── Records provided ──
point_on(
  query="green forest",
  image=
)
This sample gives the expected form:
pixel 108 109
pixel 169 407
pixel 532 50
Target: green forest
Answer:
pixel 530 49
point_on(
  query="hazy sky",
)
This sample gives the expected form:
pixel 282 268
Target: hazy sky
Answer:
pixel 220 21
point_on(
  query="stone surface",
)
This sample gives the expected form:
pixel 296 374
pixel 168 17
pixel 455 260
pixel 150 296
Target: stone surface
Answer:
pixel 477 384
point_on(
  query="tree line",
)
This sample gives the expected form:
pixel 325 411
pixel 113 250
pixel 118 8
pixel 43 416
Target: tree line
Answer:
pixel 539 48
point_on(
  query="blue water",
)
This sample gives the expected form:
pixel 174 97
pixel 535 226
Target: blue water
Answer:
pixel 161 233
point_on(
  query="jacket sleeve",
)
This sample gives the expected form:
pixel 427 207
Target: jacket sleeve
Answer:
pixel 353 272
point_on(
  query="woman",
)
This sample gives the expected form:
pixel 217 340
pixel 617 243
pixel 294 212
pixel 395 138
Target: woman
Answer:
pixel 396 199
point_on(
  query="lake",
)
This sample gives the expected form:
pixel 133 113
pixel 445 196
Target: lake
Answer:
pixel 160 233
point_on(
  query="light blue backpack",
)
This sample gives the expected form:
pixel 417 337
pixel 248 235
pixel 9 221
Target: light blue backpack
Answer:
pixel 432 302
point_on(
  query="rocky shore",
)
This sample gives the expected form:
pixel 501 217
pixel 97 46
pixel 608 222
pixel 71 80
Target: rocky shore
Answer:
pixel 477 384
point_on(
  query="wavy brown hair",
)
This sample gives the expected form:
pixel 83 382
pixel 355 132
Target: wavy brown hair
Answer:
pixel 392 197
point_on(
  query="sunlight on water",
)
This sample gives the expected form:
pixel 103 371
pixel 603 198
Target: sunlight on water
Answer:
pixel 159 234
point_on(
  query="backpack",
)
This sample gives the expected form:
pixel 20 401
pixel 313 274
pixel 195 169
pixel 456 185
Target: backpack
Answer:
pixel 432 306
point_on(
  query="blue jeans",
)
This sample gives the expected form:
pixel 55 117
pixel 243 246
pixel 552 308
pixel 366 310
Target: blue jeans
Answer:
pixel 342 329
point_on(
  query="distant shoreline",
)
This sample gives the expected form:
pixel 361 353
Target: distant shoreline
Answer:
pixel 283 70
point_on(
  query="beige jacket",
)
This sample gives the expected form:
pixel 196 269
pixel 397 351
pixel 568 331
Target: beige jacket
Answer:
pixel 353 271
───
■ Your goal
Write down every line of the data exactly as it appears above.

■ Task response
point_on(
  query="green forest",
  image=
)
This sample gives the expected form:
pixel 108 109
pixel 169 407
pixel 532 50
Target: green forest
Answer:
pixel 530 49
point_on(
  query="hazy sky",
)
This sample gives the expected form:
pixel 282 268
Target: hazy sky
Answer:
pixel 220 21
point_on(
  query="stone surface",
)
This sample gives the expected form:
pixel 296 374
pixel 168 17
pixel 455 260
pixel 150 296
Target: stone surface
Answer:
pixel 477 384
point_on(
  query="tree line",
)
This sample gives the expected form:
pixel 325 411
pixel 113 250
pixel 118 8
pixel 43 416
Target: tree line
Answer:
pixel 539 48
point_on(
  query="blue water",
)
This sample gives the expected form:
pixel 174 97
pixel 535 226
Target: blue water
Answer:
pixel 161 233
point_on(
  query="jacket sleeve",
)
This sample gives the expected form:
pixel 427 207
Target: jacket sleeve
Answer:
pixel 353 272
point_on(
  query="woman",
)
This sample gives the expected form:
pixel 217 340
pixel 617 243
pixel 294 212
pixel 395 138
Target: woman
Answer:
pixel 396 199
point_on(
  query="lake",
)
This sample gives the expected form:
pixel 133 113
pixel 445 196
Target: lake
Answer:
pixel 160 233
point_on(
  query="light blue backpack",
)
This sample gives the expected form:
pixel 417 337
pixel 248 235
pixel 9 221
Target: light blue backpack
Answer:
pixel 432 302
point_on(
  query="rocky shore",
)
This sample gives the expected form:
pixel 501 217
pixel 97 46
pixel 608 222
pixel 71 80
Target: rocky shore
Answer:
pixel 477 384
point_on(
  query="wavy brown hair",
)
This sample gives the expected form:
pixel 83 382
pixel 355 132
Target: wavy brown hair
Answer:
pixel 392 197
point_on(
  query="sunlight on water",
)
This sample gives the expected form:
pixel 103 371
pixel 603 198
Target: sunlight on water
Answer:
pixel 159 234
point_on(
  query="backpack",
)
This sample gives the expected form:
pixel 20 401
pixel 313 274
pixel 195 169
pixel 456 185
Target: backpack
Answer:
pixel 432 306
point_on(
  query="blue jeans",
)
This sample gives the expected form:
pixel 55 117
pixel 243 246
pixel 552 308
pixel 366 310
Target: blue jeans
Answer:
pixel 342 329
point_on(
  query="distant shoreline",
)
This sample gives the expected form:
pixel 361 353
Target: distant shoreline
Answer:
pixel 283 70
point_on(
  query="beige jacket",
)
This sample gives the expected form:
pixel 196 269
pixel 397 351
pixel 568 331
Target: beige jacket
Answer:
pixel 353 271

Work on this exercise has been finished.